= WORK ITEM =
Transcribe exactly, and only, the lines from the one containing "Would you mind tagging the black" through the last line of the data.

+++

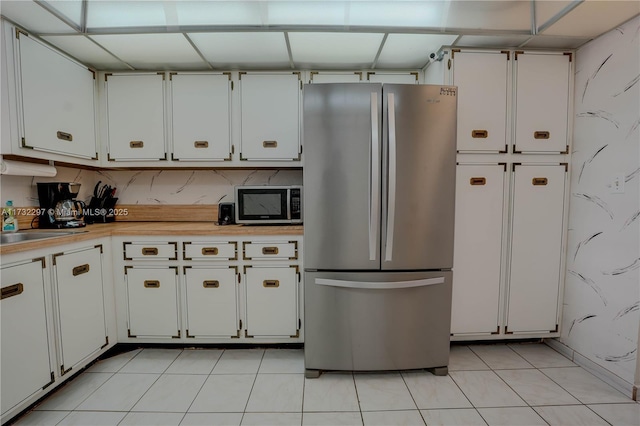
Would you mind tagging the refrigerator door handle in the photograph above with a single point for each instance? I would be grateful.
(379, 285)
(391, 190)
(374, 179)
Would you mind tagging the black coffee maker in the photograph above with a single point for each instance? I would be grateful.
(58, 207)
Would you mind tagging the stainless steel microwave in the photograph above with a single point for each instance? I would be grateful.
(269, 204)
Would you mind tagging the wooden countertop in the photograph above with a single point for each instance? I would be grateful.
(145, 229)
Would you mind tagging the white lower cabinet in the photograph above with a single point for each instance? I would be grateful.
(26, 366)
(152, 295)
(80, 300)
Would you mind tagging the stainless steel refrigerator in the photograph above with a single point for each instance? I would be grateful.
(379, 178)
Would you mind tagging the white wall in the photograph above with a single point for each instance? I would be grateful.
(602, 290)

+++

= EXPECTED ANSWER =
Would you mind tagging the black coffee maker in the photograph above with a single point for each instance? I would be grateful.
(58, 207)
Would you mind tagging the stainless steel microwave in the photograph above with a single point for each instance? I would be grateful.
(269, 204)
Would you mind tagging the wooden countertop in the photograph above with a single point for each instance? I would be grateful.
(145, 229)
Would you mind tagging the white lower cabinet in the photograph above with a single point for each instance? I would be grateful.
(26, 366)
(152, 295)
(80, 300)
Would you mind tagging the stainless steel refrigerator in the photograph above with a single point for each instance? I would be grateful.
(379, 178)
Would you mind tagging the white wall in the photograph above with a single point for each instance? I would be grateful.
(602, 290)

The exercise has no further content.